## Exercise instructions:
• A. Translate into Spanish this sentence from the paper on energy gaps in electron-doped cuprates below: "However, there are no clear results indicating the existence of the pseudogap [13]."
• B. Extend the paper on energy gaps in electron-doped cuprates below, starting after its last sentence.

## Extracted text:
--- start ---
Non-BCS Temperature Dependence of Energy Gap in Thin Film Electron-Doped Cuprates

Abstract

We investigate the dependence of the energy gap (G) on the temperature (T) for the electron-doped high-temperature superconductors. The following compounds, in the form of the thin films, have been taken into consideration: La_2−x Ce _x CuO₄ (LCCO), Pr_2−x Ce _x CuO₄ (PCCO), and Nd_2−x Ce _x CuO₄ (NCCO). It was found that G(T) deviates from the BCS prediction more, if a concentration of cerium assumes the lower values. For the lowest concentration (in the case of LCCO and NCCO), the function G(T) is not quite like the BCS curve, which is connected with the existence of the residual Nernst region. Next, it has been pointed out that the NCCO superconductor becomes structurally unstable for the maximum concentration of cerium, which is leading to the anomalous dependence of the energy gap on the temperature and the induction of the wide Nernst region.

1 Introduction

The high-temperature superconductivity in cuprates has been discovered in 1986 [1, 2]. Cuprates can be divided into two groups: the hole-doped and the electron-doped superconductors [3–5]. Both families have distinctly different phase diagrams [6].

In the case of the hole-doped superconductors, the narrow antiferromagnetic region can be observed for the low values of the doping (δ). With the increase of δ, the distinct superconducting phase induces for the lower temperatures. The Cooper condensate borders from the high values of T with the Nernst region [7, 8]. Above, the pseudogap is observed [9–12]. Both the Nernst and the pseudogap region exists at least to the value of δ _max, which corresponding to the optimal doping.

On the other hand, the antiferromagnetic phase is very extended in the group of the electron-doped superconductors, and it is bordered with the relatively small region corresponding to the superconducting state [13]. The Nernst region is observed above the superconducting dome [14]. However, there are no clear results indicating the existence of the pseudogap [13].

It should be noted that the hole-doped superconductors characterize the much higher values of the critical temperature (T _C ) than the electron-doped compounds. Currently, the highest T _C equal to ∼ 160 K has been measured for HgBa₂Ca₂Cu₃O_8+y, located under the pressure of ∼ 31 GPa [15].
--- end ---
## Supplied material:
--- start ---
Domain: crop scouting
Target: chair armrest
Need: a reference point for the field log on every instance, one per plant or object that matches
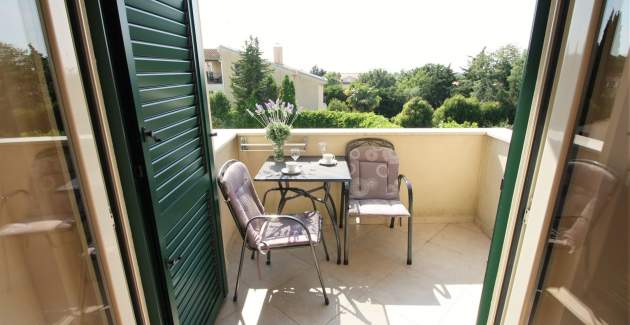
--- end ---
## Answers to the exercise:
• A. Sin embargo, no hay resultados claros que indiquen la existencia del pseudogap [13].

• B.
In the family of the electron-doped superconductors, the highest critical temperature is equal to ∼ 30 K, and it has been obtained for La_2−x Ce _x CuO₄ (LCCO) [16, 17]. However, Sr_0.9La_0.1CuO₂ possesses T _C ∼ 40 K, but the synthesize of this compound is extremely difficult [18].

The hole-doped superconductors have the d-wave symmetry of the order parameter [19], while the symmetry in the electron-doped compounds is still under debate. In particular, the results obtained with the help of the penetration depth [20–23], the tunneling spectroscopy [24, 25], and the Raman scattering [26] point at the s-wave symmetry. On the other hand, the other data (the penetration depth [27, 28], ARPES [29–31], the tricrystal experiment [32], and the Raman scattering [33]) emphasize the importance of the d-wave symmetry.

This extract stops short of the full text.